• Work instruction: Pull out of the data below the stretch of lines bounded by the one containing "Please spot the boy's hand" and the one containing "Please spot the shirt", both bounds included, unchanged.

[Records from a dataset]

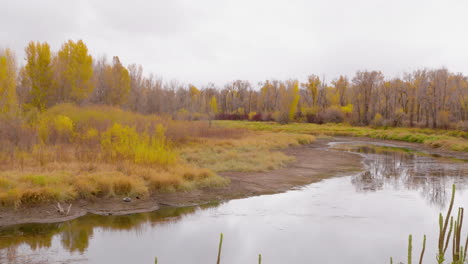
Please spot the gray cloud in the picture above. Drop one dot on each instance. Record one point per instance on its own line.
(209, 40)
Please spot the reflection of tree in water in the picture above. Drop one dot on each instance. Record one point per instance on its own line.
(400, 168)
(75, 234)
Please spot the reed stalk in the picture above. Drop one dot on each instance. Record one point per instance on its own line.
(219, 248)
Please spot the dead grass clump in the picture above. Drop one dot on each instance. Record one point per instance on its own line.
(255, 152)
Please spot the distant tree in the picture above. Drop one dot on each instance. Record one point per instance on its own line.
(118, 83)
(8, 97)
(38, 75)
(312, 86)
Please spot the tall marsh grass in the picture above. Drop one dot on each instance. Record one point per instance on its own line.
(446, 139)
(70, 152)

---

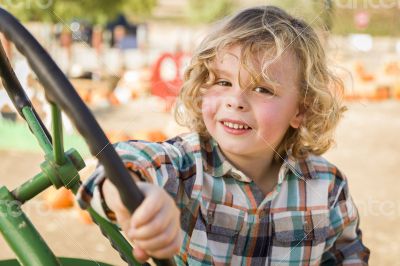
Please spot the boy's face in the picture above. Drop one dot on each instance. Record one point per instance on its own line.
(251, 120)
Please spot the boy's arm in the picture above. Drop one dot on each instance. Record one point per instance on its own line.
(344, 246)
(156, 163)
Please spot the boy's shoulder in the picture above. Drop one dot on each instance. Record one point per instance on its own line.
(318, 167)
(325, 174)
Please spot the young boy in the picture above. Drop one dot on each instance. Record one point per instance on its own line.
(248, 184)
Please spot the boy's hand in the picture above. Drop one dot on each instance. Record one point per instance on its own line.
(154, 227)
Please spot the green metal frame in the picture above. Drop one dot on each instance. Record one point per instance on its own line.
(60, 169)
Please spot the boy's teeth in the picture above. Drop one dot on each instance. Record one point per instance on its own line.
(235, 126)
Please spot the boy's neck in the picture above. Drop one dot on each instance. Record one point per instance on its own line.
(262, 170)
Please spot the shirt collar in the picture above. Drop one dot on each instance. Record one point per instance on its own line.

--

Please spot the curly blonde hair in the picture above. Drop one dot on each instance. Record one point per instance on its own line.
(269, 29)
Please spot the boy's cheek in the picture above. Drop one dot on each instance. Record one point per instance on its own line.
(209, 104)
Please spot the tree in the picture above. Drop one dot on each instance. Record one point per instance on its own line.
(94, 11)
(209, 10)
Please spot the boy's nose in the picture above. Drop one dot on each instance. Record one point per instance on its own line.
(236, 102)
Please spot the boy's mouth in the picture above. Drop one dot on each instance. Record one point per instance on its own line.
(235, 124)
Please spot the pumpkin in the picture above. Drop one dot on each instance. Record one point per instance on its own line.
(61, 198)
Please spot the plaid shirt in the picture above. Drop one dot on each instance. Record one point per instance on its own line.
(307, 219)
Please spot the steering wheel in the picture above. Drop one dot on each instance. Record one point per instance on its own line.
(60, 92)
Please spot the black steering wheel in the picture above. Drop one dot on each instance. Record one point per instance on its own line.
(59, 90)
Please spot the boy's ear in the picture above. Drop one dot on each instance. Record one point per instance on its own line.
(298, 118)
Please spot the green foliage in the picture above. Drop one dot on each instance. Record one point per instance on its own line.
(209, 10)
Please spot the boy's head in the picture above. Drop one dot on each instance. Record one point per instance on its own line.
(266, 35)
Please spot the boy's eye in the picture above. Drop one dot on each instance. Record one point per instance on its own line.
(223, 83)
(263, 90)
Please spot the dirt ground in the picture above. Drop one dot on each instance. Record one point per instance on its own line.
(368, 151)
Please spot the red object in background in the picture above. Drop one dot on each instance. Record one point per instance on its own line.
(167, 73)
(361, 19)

• Finished exercise:
Please spot the boy's hand in the picture above. Drop one dot on each instance. Record one point per instance on its own line.
(154, 227)
Please spot the green metal frame in the picture above. Drop one dot on each instance. Record one point per instance on its own line.
(60, 169)
Please spot the boy's teeth in the picture above. Drop one dot on each instance. Record one point per instance on its own line.
(235, 126)
Please spot the boy's neck in the picture above. Drop one dot on each instance. Record one point per instance on its own line.
(262, 170)
Please spot the shirt collar in the picture above. Drop one dot on each instance. Record one point per instance on its own line.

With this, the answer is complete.